▶ RECORDS FOR THIS TASK
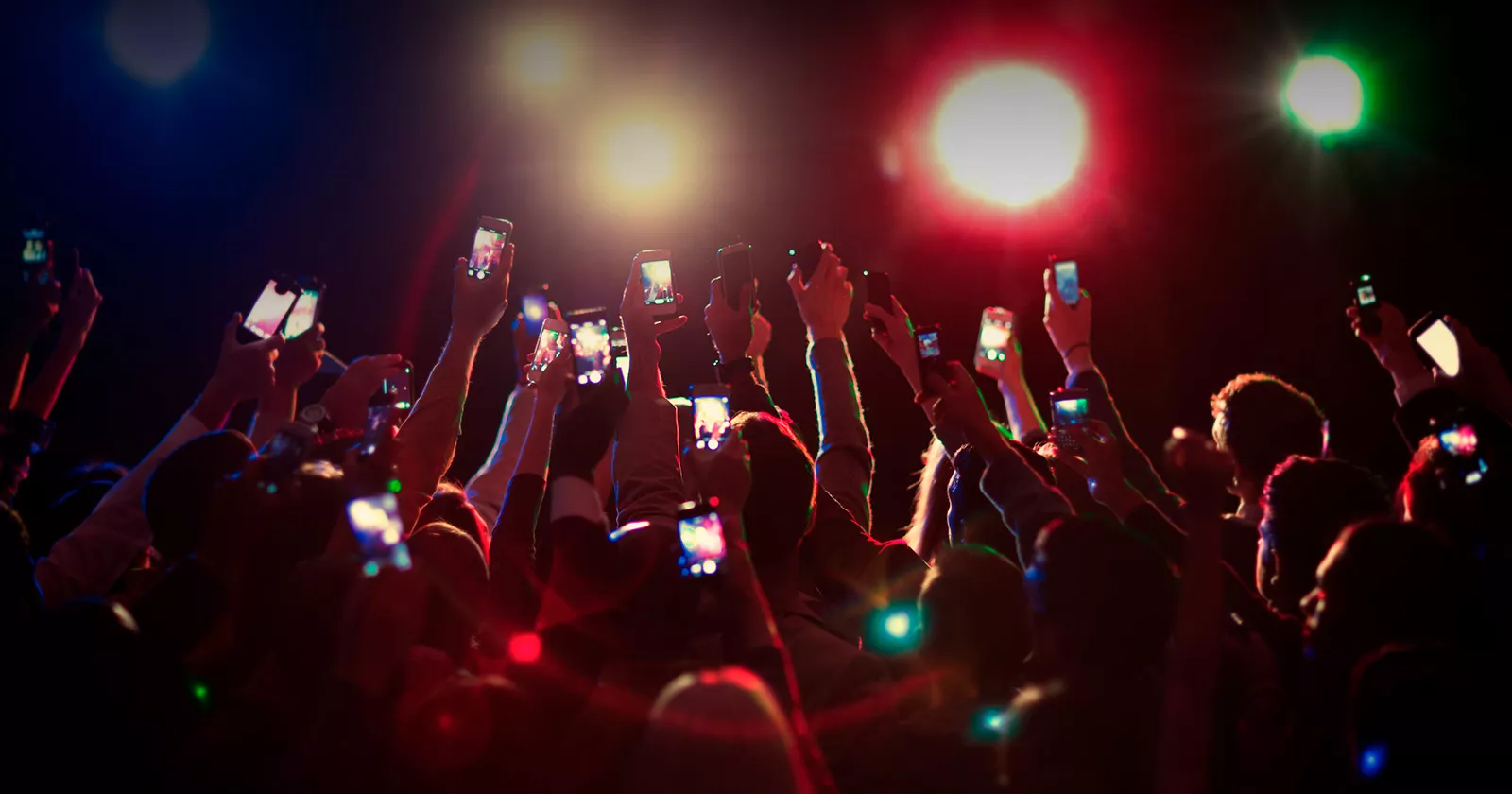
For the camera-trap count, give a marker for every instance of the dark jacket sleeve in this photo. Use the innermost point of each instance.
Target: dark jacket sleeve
(1138, 468)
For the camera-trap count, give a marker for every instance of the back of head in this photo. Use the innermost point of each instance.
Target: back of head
(975, 617)
(457, 586)
(781, 503)
(450, 506)
(1308, 503)
(1263, 420)
(1101, 594)
(179, 495)
(930, 503)
(718, 731)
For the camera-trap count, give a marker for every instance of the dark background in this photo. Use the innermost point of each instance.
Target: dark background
(359, 141)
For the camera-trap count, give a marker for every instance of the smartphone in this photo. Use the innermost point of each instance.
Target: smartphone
(930, 355)
(397, 392)
(879, 291)
(711, 415)
(657, 282)
(536, 309)
(994, 339)
(304, 312)
(548, 345)
(380, 534)
(735, 272)
(1436, 342)
(806, 257)
(1367, 304)
(1066, 280)
(702, 537)
(489, 246)
(590, 342)
(271, 309)
(37, 267)
(622, 353)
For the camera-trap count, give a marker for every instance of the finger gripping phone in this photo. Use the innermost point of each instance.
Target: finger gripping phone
(702, 539)
(711, 415)
(735, 272)
(490, 242)
(1367, 302)
(592, 347)
(662, 297)
(994, 339)
(1068, 282)
(1435, 342)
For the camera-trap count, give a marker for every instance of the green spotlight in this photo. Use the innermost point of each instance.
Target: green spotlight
(1325, 95)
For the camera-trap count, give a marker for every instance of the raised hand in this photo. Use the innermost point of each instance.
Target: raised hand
(732, 330)
(347, 400)
(1070, 329)
(894, 333)
(300, 359)
(635, 317)
(246, 371)
(82, 302)
(824, 302)
(478, 302)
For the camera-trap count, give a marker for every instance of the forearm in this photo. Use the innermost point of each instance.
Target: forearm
(42, 393)
(486, 489)
(844, 465)
(1020, 407)
(276, 408)
(428, 438)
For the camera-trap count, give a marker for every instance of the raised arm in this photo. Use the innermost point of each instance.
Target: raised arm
(94, 556)
(647, 471)
(428, 438)
(299, 362)
(77, 317)
(844, 465)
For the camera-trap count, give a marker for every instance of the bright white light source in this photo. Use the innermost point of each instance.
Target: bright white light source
(1010, 133)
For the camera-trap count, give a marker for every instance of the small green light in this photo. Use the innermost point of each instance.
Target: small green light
(201, 693)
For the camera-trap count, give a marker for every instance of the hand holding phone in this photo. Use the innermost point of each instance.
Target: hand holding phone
(490, 242)
(994, 340)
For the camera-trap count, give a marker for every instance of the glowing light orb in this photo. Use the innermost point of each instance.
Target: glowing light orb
(158, 42)
(640, 156)
(1325, 95)
(1010, 135)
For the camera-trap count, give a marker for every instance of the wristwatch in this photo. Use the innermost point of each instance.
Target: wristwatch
(735, 368)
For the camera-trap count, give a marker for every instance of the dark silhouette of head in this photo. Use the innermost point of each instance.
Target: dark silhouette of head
(1104, 601)
(929, 529)
(1308, 503)
(1381, 582)
(457, 586)
(1263, 420)
(450, 506)
(179, 495)
(975, 619)
(781, 504)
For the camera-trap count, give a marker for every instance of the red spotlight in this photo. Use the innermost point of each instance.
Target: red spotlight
(1010, 135)
(525, 647)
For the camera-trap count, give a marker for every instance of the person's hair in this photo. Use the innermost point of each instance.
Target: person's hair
(929, 526)
(1308, 503)
(718, 731)
(450, 506)
(181, 489)
(1104, 594)
(457, 586)
(975, 617)
(1262, 420)
(781, 503)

▶ EXERCISE DIRECTIONS
Verbatim output of the entries is required, with each image left out.

▶ FINISHED TASK
For the camera-trap count, give a marker for every instance of the dark jacket sleeve in this photo. Use the innermost point of each instance.
Target: dark jacket sleeve
(1138, 468)
For the camera-trap count, give a marker for every instance of the back of head in this photo. Use the innermost point of each instance.
Target: back of head
(975, 617)
(457, 586)
(781, 503)
(450, 506)
(1308, 503)
(1263, 420)
(1101, 594)
(179, 495)
(930, 503)
(718, 731)
For the camera-trap count, give a marker for every instance of the dark background in this photo. Use the innermost point of each instance.
Target: dark background
(359, 141)
For the camera-trap count, give a marker for every instance of the smartphone in this photo. Use the innermost point of each instance.
Target: smartphone
(930, 355)
(397, 392)
(879, 291)
(711, 415)
(657, 282)
(536, 309)
(994, 339)
(304, 312)
(548, 345)
(380, 534)
(735, 272)
(1436, 342)
(806, 257)
(1367, 304)
(1066, 280)
(702, 537)
(489, 246)
(590, 342)
(271, 309)
(37, 267)
(622, 353)
For the camera-trap count, give a marker for every instance of the finger gripping phone in this photo. Use the innermost point of each instance.
Target: finger gripping phone
(702, 539)
(711, 415)
(735, 272)
(490, 242)
(1367, 302)
(592, 347)
(662, 297)
(994, 339)
(1068, 282)
(1435, 342)
For the camera-trap count, give a marker for every instance of the green spotlight in this photo. Use the innermost point of each instance.
Target: green spotlight
(1325, 95)
For the camera-trap count, give a marker for every instance of the raised hand in this photo. Use the innermost point of each instance.
Target: raised hand
(732, 330)
(347, 400)
(1070, 329)
(894, 333)
(300, 359)
(635, 317)
(246, 371)
(82, 302)
(824, 302)
(478, 302)
For the camera-trap count, give a marker for every instance of the forearm in this photo. Use the innermost point of each instance.
Target: forearm
(42, 393)
(486, 489)
(844, 465)
(1020, 407)
(276, 408)
(428, 438)
For the camera-trap count, give a marker for every instance of the raised arm in this photo. Use the innermost point of each instance.
Target: raised arm
(94, 556)
(647, 471)
(428, 438)
(299, 362)
(77, 317)
(844, 465)
For the camera-trap count, give a marker for every instance of the bright white light source in this photo. Use the innermost point of each instance.
Target: bright white light source
(1010, 133)
For the camera-trap count, give a marker for every instance of the small green light in this photo. Use the innermost point of each instance.
Target: small green light
(201, 693)
For the camera-trap count, give a marker for every instance of the hand holding phone in this photo. Use the innermost point of each instance.
Target: hand holding phone
(490, 242)
(994, 340)
For the camera-trap count, give a marker for every instance of the glowing light orb in this photo. Use the innermost point of each instance.
Target: glowing light orb
(158, 42)
(640, 156)
(1325, 95)
(1010, 135)
For the camera-trap count, give a marker for every instance of the wristwatch in this photo. Use the innermost point of each instance.
Target: wristwatch
(735, 368)
For the camera-trap count, give a marker for every instance of the dark silhouette of head in this photo. Use the innermost point of each instance.
Target: dark silhouette of head
(1104, 601)
(929, 529)
(1308, 503)
(1381, 582)
(457, 586)
(1263, 420)
(450, 506)
(179, 495)
(975, 619)
(781, 504)
For the camera-trap count, give a marker for every instance of the red spotlight in this photo. Use the innermost point of each instance.
Target: red spotlight
(1010, 135)
(525, 647)
For the camera-trap count, give a marker for every instance of the person's hair in this photo. Use the innermost point of each instance.
Target: person's hair
(929, 526)
(1308, 503)
(718, 731)
(450, 506)
(181, 489)
(1104, 594)
(457, 586)
(975, 617)
(1262, 420)
(781, 503)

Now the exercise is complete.